**Task instructions**
1) In the Hans Rosling tribute, what does the author fondly remember about him?
2) Rewrite the part of the rows below that opens with the first row and closes with the line containing "590 198 619 230", changing "audience member" to "spectator" and leaving everything else as is.

**Document excerpt**
As we're approaching the anniversary of Hans Rosling's passing, I fondly remember his spectacular graphical presentations comparing the wealth and health of nations around the world. He certainly raised the bar for data visualization, and his animated charts inspired me to work even harder to create similar visualizations!
What better way to honor his legacy, than to try and re-create one of his animated graphs! ... So let's get started!

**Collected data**
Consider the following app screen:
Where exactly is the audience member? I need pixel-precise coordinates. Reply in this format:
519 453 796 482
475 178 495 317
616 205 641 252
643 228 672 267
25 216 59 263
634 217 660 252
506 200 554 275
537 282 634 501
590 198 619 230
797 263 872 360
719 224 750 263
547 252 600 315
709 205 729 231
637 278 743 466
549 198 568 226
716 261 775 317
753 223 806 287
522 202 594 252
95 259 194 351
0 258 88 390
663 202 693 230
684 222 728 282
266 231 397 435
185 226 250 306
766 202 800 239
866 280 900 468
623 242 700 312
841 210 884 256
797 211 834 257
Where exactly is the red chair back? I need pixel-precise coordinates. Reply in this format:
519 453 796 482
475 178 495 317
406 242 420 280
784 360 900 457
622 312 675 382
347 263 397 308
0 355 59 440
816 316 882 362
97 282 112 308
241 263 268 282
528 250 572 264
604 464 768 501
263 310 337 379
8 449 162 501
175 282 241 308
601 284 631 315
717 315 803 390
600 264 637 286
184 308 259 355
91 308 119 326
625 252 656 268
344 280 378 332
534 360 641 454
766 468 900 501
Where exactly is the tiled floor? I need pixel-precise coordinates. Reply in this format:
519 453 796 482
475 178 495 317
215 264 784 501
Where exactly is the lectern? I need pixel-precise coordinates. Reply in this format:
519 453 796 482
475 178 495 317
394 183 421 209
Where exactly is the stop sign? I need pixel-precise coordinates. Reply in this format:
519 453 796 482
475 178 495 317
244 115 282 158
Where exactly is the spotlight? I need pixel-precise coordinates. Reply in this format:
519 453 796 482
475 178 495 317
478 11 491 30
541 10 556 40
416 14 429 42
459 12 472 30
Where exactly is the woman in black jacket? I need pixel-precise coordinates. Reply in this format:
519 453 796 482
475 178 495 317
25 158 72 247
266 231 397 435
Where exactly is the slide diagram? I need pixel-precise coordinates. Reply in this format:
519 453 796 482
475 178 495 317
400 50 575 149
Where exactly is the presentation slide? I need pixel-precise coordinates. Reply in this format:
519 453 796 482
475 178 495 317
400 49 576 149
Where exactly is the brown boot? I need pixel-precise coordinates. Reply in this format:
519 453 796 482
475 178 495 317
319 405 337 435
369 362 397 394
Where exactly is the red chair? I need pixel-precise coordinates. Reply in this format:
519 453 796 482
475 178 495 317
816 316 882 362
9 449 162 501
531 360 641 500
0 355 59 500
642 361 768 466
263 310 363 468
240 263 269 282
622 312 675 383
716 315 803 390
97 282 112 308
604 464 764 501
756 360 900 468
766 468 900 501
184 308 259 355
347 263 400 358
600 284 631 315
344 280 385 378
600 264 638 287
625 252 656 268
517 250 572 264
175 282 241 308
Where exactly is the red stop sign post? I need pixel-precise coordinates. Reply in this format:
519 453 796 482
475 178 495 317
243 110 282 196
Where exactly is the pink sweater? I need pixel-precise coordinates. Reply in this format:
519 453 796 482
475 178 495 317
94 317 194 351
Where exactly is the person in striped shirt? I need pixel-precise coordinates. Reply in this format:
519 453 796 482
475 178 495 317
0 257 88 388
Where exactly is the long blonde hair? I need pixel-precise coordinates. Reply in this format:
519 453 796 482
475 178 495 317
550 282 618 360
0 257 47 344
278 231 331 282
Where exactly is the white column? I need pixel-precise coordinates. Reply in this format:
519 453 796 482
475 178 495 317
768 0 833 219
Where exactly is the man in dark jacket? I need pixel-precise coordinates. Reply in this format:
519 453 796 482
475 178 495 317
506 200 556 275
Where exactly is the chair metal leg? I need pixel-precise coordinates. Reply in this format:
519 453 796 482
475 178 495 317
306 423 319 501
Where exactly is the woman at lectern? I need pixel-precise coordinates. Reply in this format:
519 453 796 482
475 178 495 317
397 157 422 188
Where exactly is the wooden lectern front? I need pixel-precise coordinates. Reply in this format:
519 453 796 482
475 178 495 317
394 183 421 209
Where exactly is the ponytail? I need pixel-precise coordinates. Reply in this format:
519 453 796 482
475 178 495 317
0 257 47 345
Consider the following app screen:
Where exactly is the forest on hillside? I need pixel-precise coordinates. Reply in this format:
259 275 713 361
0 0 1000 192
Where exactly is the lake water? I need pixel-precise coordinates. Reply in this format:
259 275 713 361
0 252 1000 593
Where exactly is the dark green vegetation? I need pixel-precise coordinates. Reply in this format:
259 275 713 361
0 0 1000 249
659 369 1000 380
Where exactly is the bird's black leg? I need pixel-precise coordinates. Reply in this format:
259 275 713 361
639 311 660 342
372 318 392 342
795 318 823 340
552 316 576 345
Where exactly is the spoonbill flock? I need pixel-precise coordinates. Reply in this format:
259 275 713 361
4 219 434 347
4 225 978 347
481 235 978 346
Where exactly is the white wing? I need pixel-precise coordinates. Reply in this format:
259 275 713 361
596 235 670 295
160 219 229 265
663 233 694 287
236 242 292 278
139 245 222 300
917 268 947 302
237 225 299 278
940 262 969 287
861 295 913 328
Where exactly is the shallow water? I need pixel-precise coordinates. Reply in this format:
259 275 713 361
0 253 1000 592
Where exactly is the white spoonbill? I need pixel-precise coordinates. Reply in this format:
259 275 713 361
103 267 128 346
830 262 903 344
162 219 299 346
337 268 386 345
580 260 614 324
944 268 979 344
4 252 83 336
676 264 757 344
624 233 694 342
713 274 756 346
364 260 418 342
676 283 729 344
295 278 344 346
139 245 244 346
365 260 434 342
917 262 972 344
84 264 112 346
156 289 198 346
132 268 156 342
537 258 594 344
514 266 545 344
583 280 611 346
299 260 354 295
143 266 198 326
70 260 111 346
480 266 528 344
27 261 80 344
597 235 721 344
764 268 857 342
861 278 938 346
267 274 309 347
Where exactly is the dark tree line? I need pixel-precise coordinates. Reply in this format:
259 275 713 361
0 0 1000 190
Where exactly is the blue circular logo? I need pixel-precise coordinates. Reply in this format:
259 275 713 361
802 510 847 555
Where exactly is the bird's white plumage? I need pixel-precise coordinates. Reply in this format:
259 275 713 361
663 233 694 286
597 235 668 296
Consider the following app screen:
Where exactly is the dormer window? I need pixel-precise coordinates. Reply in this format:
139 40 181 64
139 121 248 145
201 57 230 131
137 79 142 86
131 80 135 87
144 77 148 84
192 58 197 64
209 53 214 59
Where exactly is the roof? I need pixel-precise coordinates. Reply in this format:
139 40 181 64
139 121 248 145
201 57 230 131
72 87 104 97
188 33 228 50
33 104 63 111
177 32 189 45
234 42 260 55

**Expected results**
1) His spectacular graphical presentations comparing the wealth and health of nations around the world.

2)
Consider the following app screen:
Where exactly is the spectator? I need pixel-precise coordinates. Reply in this format:
519 453 796 482
475 178 495 317
616 205 641 252
643 228 672 267
25 216 59 263
634 217 660 252
506 200 554 275
537 282 634 501
590 198 619 230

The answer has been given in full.